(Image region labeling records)
►
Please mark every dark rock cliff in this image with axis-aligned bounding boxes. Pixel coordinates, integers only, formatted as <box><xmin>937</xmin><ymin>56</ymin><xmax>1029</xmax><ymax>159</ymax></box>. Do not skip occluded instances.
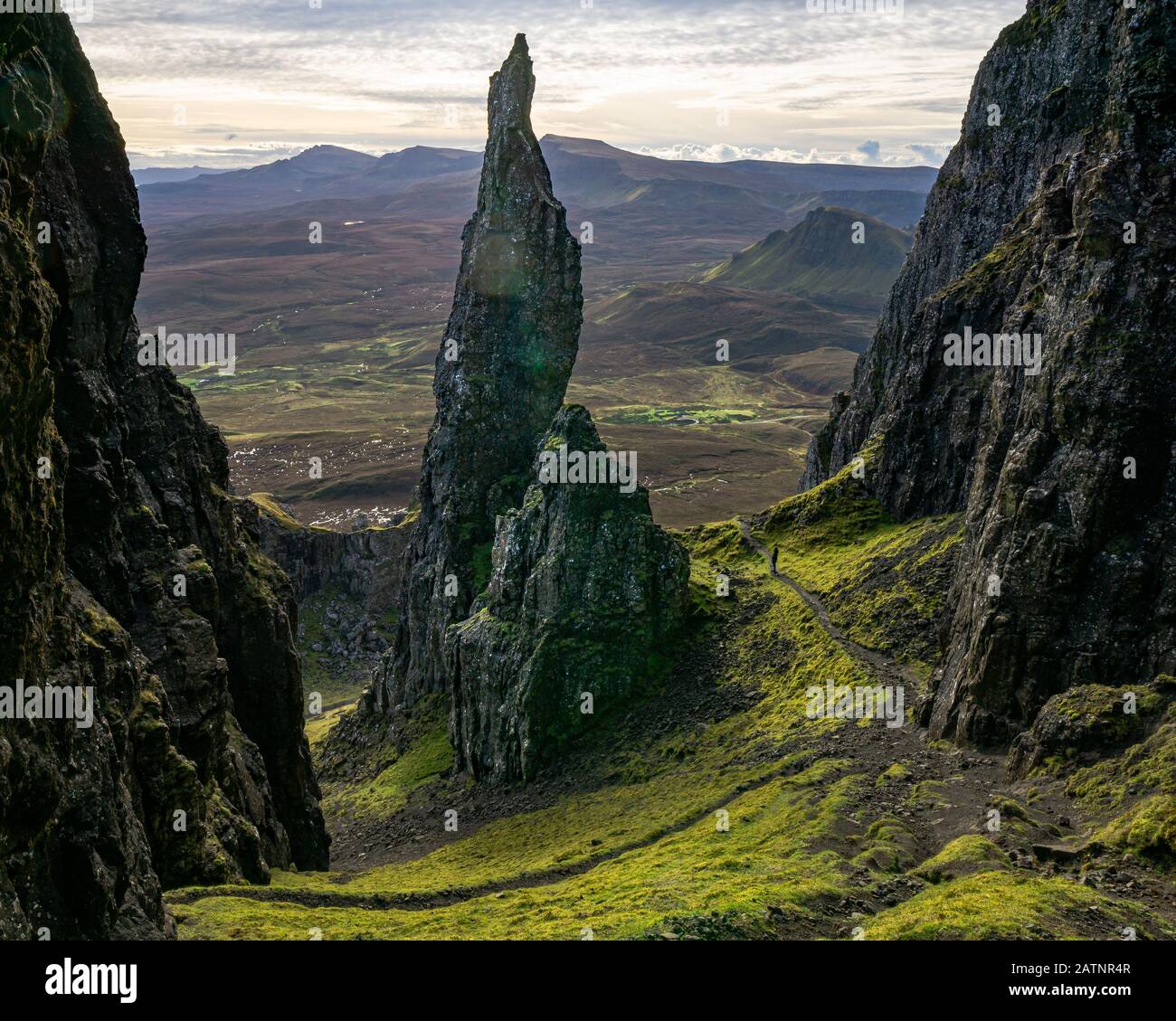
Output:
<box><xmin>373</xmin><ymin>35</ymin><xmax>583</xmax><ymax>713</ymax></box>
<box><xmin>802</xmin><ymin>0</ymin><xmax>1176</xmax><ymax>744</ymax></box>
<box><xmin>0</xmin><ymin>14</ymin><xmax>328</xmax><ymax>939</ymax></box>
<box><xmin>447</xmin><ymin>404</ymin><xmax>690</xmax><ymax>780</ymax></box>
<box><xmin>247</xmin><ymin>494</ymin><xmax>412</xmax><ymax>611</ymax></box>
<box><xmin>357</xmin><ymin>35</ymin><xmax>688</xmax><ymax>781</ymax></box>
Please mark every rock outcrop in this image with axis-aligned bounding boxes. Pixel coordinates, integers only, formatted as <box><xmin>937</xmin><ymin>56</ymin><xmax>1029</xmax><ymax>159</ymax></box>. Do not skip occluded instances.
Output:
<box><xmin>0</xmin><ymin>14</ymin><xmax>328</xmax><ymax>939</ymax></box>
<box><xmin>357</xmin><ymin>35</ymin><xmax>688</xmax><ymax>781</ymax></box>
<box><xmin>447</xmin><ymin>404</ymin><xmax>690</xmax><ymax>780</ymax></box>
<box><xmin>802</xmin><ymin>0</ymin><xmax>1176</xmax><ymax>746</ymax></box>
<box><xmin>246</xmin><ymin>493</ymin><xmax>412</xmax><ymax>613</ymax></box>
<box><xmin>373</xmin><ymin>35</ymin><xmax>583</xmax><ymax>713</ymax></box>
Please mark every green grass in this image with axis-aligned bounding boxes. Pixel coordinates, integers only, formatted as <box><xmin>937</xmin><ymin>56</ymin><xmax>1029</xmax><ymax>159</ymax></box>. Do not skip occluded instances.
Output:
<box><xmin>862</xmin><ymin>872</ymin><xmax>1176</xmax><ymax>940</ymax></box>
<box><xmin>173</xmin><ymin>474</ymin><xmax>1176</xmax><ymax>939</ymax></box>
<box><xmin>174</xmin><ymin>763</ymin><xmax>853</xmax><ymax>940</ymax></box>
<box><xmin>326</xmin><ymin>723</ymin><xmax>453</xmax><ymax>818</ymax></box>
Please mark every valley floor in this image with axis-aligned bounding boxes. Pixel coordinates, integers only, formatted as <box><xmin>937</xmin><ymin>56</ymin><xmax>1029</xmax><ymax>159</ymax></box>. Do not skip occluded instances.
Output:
◄
• To do:
Copy out all of the records above word for word, leaving out the pictures.

• Expected output:
Please mark every dark rock cliff in this image with axis-aligned bounding boxes. Pixel coordinates, integers only, formatted as <box><xmin>937</xmin><ymin>56</ymin><xmax>1029</xmax><ymax>159</ymax></box>. Do not skip occluded instances.
Output:
<box><xmin>373</xmin><ymin>35</ymin><xmax>583</xmax><ymax>713</ymax></box>
<box><xmin>802</xmin><ymin>0</ymin><xmax>1176</xmax><ymax>744</ymax></box>
<box><xmin>0</xmin><ymin>14</ymin><xmax>328</xmax><ymax>939</ymax></box>
<box><xmin>447</xmin><ymin>404</ymin><xmax>690</xmax><ymax>780</ymax></box>
<box><xmin>247</xmin><ymin>494</ymin><xmax>412</xmax><ymax>611</ymax></box>
<box><xmin>357</xmin><ymin>35</ymin><xmax>688</xmax><ymax>781</ymax></box>
Please mark every rock outcrop in this image with axis-aligned bounding boxes. Pixel coordinates, integers only, formatted as <box><xmin>937</xmin><ymin>56</ymin><xmax>1029</xmax><ymax>159</ymax></box>. Do not skip occluded instances.
Output:
<box><xmin>0</xmin><ymin>14</ymin><xmax>328</xmax><ymax>939</ymax></box>
<box><xmin>357</xmin><ymin>35</ymin><xmax>688</xmax><ymax>781</ymax></box>
<box><xmin>447</xmin><ymin>404</ymin><xmax>690</xmax><ymax>780</ymax></box>
<box><xmin>802</xmin><ymin>0</ymin><xmax>1176</xmax><ymax>746</ymax></box>
<box><xmin>246</xmin><ymin>493</ymin><xmax>412</xmax><ymax>613</ymax></box>
<box><xmin>373</xmin><ymin>35</ymin><xmax>583</xmax><ymax>713</ymax></box>
Please mark every green grass in this image with axis-aligned bounding boxes. Pixel coordinates, integers only, formatted as <box><xmin>937</xmin><ymin>56</ymin><xmax>1029</xmax><ymax>159</ymax></box>. Do not skip occluded instances.
Output:
<box><xmin>862</xmin><ymin>872</ymin><xmax>1176</xmax><ymax>940</ymax></box>
<box><xmin>173</xmin><ymin>474</ymin><xmax>1176</xmax><ymax>939</ymax></box>
<box><xmin>174</xmin><ymin>763</ymin><xmax>853</xmax><ymax>940</ymax></box>
<box><xmin>326</xmin><ymin>723</ymin><xmax>453</xmax><ymax>818</ymax></box>
Please mark every valley floor in this image with axis-aligned bounding boxes. Pixel coordinates, integers only, formatted as <box><xmin>937</xmin><ymin>56</ymin><xmax>1029</xmax><ymax>159</ymax></box>. Do not skip occluded instances.
Output:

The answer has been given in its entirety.